DOCUMENT
== == ==

1. The referee does find plaintiff was inconvenienced by the detention of its cars; was obliged to run fewer cars ; its rolling stock and horses were injured; the passenger traffic and receipts fell off; and, that plaintiff suffered serious damage but,

2. He finds, “ There was not, in the course of the performance of the work under the contracts, any wilful, malicious and intentional delay in the construction of the work or.obstruction in the operation of the railway, or in the traffic and travel there-over.”

[597]*5973. He finds, that the damage resulting to plaintiff was consequent upon the change of grade.

== == ==

TO DO
a. Write out the referee's findings again, everything from "1. The referee" down to "change of grade.", putting "the company" in place of "plaintiff".
b. Answer these questions from the referee's findings.
(i) What was plaintiff obliged to do because its cars were detained?
(ii) What does the referee find the damage to plaintiff was consequent upon?
c. Say whether each statement agrees with the referee's findings, and quote the words that decide it.
(i) The referee finds that plaintiff's passenger receipts fell off.
(ii) The referee finds that there was wilful delay in the construction of the work.
(iii) The referee finds that plaintiff's horses were injured.

[Collection entries]
== == ==

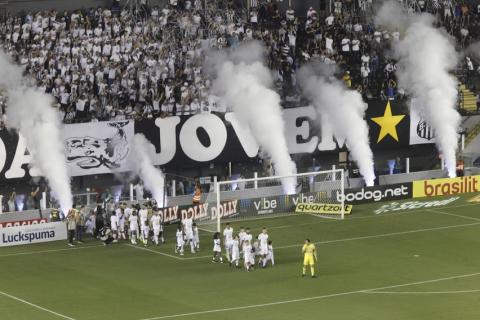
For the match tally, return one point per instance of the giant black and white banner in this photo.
(198, 140)
(420, 131)
(95, 148)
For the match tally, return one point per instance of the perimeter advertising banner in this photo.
(390, 192)
(10, 224)
(447, 186)
(243, 207)
(44, 232)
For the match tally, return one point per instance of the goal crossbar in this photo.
(333, 177)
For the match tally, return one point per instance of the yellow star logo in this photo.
(388, 123)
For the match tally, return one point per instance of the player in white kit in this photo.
(227, 241)
(143, 217)
(196, 237)
(188, 229)
(133, 220)
(263, 247)
(114, 226)
(145, 233)
(120, 213)
(247, 255)
(270, 256)
(155, 222)
(217, 248)
(235, 251)
(180, 241)
(127, 213)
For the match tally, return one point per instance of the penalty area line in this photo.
(154, 251)
(309, 298)
(48, 251)
(424, 292)
(382, 235)
(35, 306)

== == ==

IN RESPONSE
a.
1. The referee does find the company was inconvenienced by the detention of its cars; was obliged to run fewer cars ; its rolling stock and horses were injured; the passenger traffic and receipts fell off; and, that the company suffered serious damage but,

2. He finds, “ There was not, in the course of the performance of the work under the contracts, any wilful, malicious and intentional delay in the construction of the work or.obstruction in the operation of the railway, or in the traffic and travel there-over.”

[597]*5973. He finds, that the damage resulting to the company was consequent upon the change of grade.

b.
(i) Run fewer cars.
(ii) The change of grade.

c.
(i) Yes: "the passenger traffic and receipts fell off"
(ii) No: "There was not, in the course of the performance of the work under the contracts, any wilful, malicious and intentional delay in the construction of the work"
(iii) Yes: "its rolling stock and horses were injured"